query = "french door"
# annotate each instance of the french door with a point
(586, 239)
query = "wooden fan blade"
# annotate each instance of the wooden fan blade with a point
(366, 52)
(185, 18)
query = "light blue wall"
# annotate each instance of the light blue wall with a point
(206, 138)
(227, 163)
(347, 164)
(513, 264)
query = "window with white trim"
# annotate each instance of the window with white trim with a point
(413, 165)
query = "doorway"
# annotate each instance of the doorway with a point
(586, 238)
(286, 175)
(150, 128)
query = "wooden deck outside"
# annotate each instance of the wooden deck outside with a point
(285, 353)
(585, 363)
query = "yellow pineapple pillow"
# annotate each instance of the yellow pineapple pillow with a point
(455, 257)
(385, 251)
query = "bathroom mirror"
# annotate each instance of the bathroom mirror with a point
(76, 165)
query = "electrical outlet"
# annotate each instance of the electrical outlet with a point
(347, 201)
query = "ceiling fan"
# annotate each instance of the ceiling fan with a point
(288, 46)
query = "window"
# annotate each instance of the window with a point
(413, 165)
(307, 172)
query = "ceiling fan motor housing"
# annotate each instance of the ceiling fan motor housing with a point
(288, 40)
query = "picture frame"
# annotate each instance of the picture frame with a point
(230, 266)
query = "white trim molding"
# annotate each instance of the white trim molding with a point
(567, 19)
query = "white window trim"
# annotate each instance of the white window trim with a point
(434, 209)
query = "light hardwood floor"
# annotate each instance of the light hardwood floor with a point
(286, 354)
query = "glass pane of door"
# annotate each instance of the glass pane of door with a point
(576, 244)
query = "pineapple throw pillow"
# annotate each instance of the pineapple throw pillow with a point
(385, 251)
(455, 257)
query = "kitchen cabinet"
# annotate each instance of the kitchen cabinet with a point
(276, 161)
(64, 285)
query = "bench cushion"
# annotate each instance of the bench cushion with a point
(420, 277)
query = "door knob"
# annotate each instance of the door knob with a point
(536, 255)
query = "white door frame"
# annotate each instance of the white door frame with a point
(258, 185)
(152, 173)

GIVEN EXERCISE: Nothing should be changed: write out all of the data as is.

CORRECT OUTPUT:
query = "french door"
# annotate each instance of the french door with a point
(586, 239)
query = "wooden fan blade"
# annotate each instance of the wooden fan blade with a point
(366, 52)
(185, 18)
query = "light blue wall"
# annotate each instance of the light blue wall with a point
(206, 138)
(227, 163)
(347, 164)
(513, 264)
query = "window with white trim"
# annotate each instance of the window with white trim with a point
(413, 165)
query = "doorway"
# annotate each instance of the doorway with a point
(586, 238)
(286, 175)
(150, 128)
query = "wooden deck outside"
# annotate each instance of the wooden deck outside with a point
(285, 353)
(585, 363)
query = "yellow pineapple pillow"
# annotate each instance of the yellow pineapple pillow with a point
(455, 257)
(385, 251)
query = "bathroom mirror"
# annotate each instance of the bathroom mirror with a point
(76, 165)
query = "electrical outlet"
# annotate each instance of the electrical outlet with a point
(347, 201)
query = "ceiling fan"
# annotate each instance of the ceiling fan with a point
(288, 46)
query = "window"
# annotate each instance of the window with a point
(413, 165)
(307, 172)
query = "ceiling fan motor housing"
# annotate each instance of the ceiling fan motor housing with a point
(288, 40)
query = "picture frame"
# annotate each instance of the picture frame with a point
(230, 266)
query = "white trim molding"
# annotate each instance of the white trim molding with a point
(567, 19)
query = "white window trim"
# annotate each instance of the white window trim with a point
(434, 209)
query = "light hardwood floor"
# annotate each instance of the light hardwood floor with a point
(286, 354)
query = "glass pane of door"
# annotate each instance of the glass pane of door with a point
(576, 244)
query = "pineapple throw pillow"
# annotate each instance of the pineapple throw pillow with a point
(385, 251)
(455, 257)
query = "kitchen cabinet"
# annotate each instance of the kitchen cabinet with a point
(276, 161)
(64, 285)
query = "bench cushion"
# annotate each instance of the bench cushion with a point
(420, 277)
query = "door knob"
# annotate each instance of the door knob with a point
(536, 255)
query = "white door frame"
# annotate each instance of the white door frame with a point
(258, 185)
(152, 173)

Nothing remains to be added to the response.